- [Try it]: In three sentences, summarize the SCF convergence page.

- [Quoted passage]:
SCF convergence

All SCF drivers in vibe-qc share the same convergence apparatus:

  • Initial guess — Hcore diagonalisation or SAD (superposition of atomic densities). SAD is the default; it typically halves the iteration count.

  • Density damping — linear mix of old and new density before building the next Fock matrix. Default damping = 0.5.

  • DIIS — Pulay extrapolation on the Fock matrix with an 8-iteration history. Default use_diis=True.

  • Convergence criteria — both an energy tolerance and an orbital gradient tolerance must be met.

from vibeqc import RHFOptions

opts = RHFOptions()
opts.max_iter = 100
opts.conv_tol_energy = 1e-8
opts.conv_tol_grad = 1e-6
opts.damping = 0.5
opts.use_diis = True
opts.diis_start_iter = 2
opts.diis_subspace_size = 8
opts.initial_guess = vq.InitialGuess.SAD   # or HCORE

All of these options also exist on UHFOptions, RKSOptions, UKSOptions, PeriodicRHFOptions, PeriodicSCFOptions, PeriodicKSOptions.

Diagnosing non-convergence

Every result struct carries a full scf_trace:

for it in result.scf_trace:
    print(f"iter {it.iter:3d}  E = {it.energy:+.10f}  "

- [Entries shown]:
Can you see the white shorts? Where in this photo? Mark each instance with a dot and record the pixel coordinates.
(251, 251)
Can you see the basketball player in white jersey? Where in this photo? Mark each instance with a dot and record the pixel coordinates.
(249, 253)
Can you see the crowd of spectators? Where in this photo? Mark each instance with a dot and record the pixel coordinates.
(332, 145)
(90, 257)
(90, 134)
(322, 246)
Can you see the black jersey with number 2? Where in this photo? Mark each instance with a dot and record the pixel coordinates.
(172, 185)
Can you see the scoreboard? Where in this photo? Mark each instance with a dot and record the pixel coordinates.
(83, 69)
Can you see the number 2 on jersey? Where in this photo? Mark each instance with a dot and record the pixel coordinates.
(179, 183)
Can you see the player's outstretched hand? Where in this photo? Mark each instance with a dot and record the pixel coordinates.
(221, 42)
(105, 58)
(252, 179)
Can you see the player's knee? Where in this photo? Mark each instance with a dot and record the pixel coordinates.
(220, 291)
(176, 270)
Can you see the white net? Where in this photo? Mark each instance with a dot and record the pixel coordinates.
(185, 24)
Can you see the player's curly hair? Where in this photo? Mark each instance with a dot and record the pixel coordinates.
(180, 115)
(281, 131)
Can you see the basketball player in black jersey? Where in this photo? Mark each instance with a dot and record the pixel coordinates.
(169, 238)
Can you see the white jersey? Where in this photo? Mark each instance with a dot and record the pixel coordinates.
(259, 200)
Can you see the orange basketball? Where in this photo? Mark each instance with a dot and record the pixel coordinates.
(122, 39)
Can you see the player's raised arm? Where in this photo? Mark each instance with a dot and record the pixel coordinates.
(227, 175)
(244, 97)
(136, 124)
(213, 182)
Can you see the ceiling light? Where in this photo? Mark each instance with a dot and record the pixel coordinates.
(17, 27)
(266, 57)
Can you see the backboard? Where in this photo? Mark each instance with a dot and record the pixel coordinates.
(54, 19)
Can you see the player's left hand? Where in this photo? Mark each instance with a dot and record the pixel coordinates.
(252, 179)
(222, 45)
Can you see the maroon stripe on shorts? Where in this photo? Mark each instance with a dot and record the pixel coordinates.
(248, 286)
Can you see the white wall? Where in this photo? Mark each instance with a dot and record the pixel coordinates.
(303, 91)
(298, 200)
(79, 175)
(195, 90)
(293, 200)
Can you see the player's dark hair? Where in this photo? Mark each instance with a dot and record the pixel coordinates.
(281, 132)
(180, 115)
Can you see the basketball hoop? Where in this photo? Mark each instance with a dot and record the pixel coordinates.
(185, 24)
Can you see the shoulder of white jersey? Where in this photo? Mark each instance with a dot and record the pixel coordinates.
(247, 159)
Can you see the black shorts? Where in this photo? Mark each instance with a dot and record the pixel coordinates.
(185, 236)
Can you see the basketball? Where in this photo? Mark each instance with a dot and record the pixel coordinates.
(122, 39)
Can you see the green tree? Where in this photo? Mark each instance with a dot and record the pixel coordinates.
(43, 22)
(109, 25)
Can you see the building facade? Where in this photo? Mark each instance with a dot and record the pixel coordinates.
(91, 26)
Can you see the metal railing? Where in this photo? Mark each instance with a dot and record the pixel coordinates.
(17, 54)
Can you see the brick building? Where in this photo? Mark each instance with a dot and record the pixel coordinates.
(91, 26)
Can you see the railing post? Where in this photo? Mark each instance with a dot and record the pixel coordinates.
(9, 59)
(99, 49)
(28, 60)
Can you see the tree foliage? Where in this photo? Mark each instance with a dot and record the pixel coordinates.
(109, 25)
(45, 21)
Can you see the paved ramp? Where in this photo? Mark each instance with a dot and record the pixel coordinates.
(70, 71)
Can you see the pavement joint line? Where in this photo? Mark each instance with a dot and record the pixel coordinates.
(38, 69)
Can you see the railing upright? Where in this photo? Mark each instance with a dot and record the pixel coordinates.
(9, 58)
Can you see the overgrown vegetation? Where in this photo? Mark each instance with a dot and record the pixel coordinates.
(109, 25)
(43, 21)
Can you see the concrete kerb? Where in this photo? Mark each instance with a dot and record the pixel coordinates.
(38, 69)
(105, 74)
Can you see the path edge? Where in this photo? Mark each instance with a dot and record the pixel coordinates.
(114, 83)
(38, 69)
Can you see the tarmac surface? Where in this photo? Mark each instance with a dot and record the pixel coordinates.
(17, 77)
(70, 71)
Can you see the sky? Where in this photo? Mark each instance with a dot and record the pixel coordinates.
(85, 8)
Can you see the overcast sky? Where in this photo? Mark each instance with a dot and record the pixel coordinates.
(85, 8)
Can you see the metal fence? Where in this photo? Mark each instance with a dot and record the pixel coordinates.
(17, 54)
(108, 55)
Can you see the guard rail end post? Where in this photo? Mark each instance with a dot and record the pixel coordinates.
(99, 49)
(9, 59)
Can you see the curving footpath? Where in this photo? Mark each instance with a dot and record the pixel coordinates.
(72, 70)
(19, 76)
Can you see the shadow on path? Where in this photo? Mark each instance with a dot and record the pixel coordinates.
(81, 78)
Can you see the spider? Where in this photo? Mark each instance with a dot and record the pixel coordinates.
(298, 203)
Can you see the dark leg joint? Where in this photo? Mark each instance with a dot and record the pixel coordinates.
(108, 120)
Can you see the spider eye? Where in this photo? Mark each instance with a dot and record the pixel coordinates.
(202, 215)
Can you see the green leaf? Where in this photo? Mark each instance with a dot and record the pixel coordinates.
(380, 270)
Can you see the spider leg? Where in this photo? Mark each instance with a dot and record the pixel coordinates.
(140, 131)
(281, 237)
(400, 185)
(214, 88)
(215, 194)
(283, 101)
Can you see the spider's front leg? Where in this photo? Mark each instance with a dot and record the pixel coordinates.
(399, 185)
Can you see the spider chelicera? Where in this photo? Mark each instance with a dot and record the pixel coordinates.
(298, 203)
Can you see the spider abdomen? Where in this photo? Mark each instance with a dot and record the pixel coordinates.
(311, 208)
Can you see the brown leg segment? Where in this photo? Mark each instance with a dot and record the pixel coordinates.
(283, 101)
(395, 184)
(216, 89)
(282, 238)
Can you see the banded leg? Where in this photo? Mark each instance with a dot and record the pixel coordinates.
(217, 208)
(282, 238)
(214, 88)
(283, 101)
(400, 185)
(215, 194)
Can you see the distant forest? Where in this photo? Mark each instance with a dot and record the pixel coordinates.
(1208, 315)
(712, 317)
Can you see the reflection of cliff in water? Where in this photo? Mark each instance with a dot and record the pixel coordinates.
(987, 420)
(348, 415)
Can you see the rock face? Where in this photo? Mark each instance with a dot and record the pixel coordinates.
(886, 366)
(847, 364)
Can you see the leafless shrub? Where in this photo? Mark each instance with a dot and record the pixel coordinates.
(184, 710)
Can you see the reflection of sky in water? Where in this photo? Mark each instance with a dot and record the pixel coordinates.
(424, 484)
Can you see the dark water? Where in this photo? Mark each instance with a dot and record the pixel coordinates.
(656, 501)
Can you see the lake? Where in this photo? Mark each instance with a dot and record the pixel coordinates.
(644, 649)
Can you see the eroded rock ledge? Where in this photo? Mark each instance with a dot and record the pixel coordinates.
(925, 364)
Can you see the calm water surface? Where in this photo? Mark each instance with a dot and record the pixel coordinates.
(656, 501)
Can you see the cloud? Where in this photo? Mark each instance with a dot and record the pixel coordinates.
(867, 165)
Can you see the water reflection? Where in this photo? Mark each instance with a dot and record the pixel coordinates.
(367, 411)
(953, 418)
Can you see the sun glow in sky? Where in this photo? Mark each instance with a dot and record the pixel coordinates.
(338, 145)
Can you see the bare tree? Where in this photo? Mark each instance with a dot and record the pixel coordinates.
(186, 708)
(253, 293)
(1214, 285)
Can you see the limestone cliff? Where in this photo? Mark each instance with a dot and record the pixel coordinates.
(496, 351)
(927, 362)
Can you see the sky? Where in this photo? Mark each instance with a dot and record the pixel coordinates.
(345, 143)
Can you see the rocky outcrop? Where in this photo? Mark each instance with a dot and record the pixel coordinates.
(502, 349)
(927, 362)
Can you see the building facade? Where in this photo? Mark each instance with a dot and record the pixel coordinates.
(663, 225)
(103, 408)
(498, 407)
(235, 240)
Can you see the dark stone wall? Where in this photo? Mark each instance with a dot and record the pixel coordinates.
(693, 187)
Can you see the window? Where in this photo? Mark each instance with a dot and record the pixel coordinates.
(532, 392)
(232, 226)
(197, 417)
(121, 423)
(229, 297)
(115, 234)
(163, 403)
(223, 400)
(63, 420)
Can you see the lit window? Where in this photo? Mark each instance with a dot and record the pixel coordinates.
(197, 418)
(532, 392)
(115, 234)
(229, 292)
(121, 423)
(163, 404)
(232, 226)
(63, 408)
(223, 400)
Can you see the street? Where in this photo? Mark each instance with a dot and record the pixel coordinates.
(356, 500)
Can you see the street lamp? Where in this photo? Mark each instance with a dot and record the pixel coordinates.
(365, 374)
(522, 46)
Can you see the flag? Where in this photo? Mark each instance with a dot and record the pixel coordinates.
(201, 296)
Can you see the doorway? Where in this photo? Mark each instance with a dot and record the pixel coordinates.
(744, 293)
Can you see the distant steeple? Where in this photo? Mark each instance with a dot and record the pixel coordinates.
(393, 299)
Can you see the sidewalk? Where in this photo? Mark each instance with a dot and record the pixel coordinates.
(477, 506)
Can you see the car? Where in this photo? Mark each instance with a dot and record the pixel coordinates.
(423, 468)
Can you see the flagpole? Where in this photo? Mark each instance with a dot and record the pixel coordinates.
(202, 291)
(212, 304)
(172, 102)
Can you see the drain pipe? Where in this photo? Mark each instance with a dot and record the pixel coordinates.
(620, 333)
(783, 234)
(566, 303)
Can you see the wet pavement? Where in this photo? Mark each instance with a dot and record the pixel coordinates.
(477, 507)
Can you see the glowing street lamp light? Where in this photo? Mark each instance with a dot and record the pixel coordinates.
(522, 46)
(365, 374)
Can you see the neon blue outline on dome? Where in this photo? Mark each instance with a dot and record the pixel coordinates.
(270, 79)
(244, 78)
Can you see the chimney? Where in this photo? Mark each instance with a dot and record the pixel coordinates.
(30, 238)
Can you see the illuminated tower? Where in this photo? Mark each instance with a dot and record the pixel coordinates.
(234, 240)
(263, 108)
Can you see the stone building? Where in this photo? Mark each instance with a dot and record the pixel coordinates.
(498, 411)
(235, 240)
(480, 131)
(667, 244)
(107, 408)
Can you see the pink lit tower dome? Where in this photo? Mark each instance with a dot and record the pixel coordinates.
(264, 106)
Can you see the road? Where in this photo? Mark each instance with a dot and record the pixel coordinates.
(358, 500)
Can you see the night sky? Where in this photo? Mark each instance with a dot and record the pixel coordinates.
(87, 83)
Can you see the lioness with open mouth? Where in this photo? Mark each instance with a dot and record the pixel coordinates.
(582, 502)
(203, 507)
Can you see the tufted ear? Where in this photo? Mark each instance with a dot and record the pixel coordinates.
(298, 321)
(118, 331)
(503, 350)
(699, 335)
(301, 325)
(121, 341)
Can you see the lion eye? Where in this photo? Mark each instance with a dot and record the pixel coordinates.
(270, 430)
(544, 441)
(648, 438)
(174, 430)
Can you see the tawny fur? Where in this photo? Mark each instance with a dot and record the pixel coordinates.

- [Exercise solution]: All SCF drivers in vibe-qc share one convergence apparatus: an initial guess from Hcore diagonalization or SAD (the default, which typically halves the iteration count), density damping with a default of 0.5, and DIIS Pulay extrapolation on the Fock matrix with an 8-iteration history, which is on by default. Convergence requires meeting both an energy tolerance and an orbital gradient tolerance, and the options that control these settings on RHFOptions also exist on the UHF, RKS, UKS, and periodic option classes. To help diagnose non-convergence, every result struct carries a full scf_trace.